**WHAT YOU NEED TO DO**
The answer must be an exact reprint of the lines from the one with "If it's not too much trouble, could you box the eyeglasses" through the final line of the data, with no pictures included.

Collected data entries:
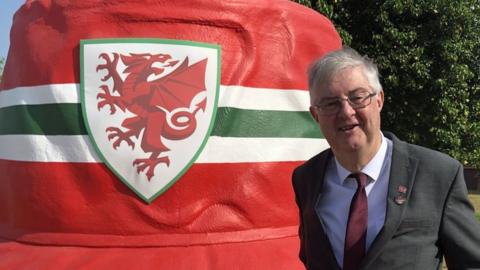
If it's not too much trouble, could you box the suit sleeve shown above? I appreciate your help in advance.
[292,168,307,265]
[440,163,480,269]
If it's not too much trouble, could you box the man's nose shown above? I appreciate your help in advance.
[338,99,356,116]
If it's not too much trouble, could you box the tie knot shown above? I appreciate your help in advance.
[351,173,368,188]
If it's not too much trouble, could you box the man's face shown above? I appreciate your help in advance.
[309,65,384,155]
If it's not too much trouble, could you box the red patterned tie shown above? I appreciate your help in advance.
[343,173,368,270]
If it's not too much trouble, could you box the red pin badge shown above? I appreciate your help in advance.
[398,185,407,194]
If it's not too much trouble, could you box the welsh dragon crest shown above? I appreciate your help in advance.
[95,52,208,180]
[81,39,220,202]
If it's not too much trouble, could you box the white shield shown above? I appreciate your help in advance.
[80,39,220,203]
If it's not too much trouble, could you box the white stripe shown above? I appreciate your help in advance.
[0,84,310,111]
[218,85,310,111]
[0,84,80,108]
[0,135,100,163]
[197,136,329,163]
[0,135,328,163]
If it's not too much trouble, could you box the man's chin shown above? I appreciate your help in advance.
[331,139,363,154]
[342,143,362,153]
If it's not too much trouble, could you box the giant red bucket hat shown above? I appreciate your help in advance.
[0,0,340,268]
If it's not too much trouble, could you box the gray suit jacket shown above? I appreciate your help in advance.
[292,132,480,270]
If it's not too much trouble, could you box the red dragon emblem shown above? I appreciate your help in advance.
[95,52,208,180]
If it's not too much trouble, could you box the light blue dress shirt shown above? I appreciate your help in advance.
[316,133,393,268]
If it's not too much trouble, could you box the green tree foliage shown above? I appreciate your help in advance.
[294,0,480,168]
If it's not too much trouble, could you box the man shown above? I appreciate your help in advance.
[292,46,480,270]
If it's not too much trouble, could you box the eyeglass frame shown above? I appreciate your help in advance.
[312,90,378,116]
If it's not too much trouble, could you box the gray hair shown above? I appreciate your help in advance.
[307,46,382,104]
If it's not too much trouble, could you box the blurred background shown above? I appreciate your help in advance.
[1,0,24,59]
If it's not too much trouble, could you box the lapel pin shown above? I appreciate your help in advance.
[397,185,407,194]
[394,195,407,205]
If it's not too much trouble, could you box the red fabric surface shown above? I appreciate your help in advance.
[0,160,302,239]
[1,0,340,90]
[0,0,341,268]
[0,236,303,269]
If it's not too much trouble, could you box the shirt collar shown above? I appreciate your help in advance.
[334,132,389,184]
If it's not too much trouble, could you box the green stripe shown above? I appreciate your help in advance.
[0,104,87,135]
[212,107,322,138]
[0,104,323,138]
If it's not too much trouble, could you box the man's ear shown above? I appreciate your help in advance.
[377,90,384,111]
[309,106,319,123]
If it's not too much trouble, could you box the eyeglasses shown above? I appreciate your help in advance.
[313,90,377,116]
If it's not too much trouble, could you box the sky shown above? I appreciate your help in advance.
[1,0,25,60]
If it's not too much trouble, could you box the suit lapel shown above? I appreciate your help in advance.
[361,133,419,269]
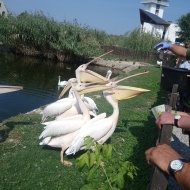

**ANSWER SECTION**
If it's not too much trouble, could you box the eyeglasses shown above? I appreciate your help in advance.
[313,90,377,116]
If it's not too much trouble, could you box the sky shown above? I appreciate your help in advance.
[1,0,25,60]
If it's not too much trouble, could you box the suit lapel shown above? I appreciate your help in advance.
[361,133,419,269]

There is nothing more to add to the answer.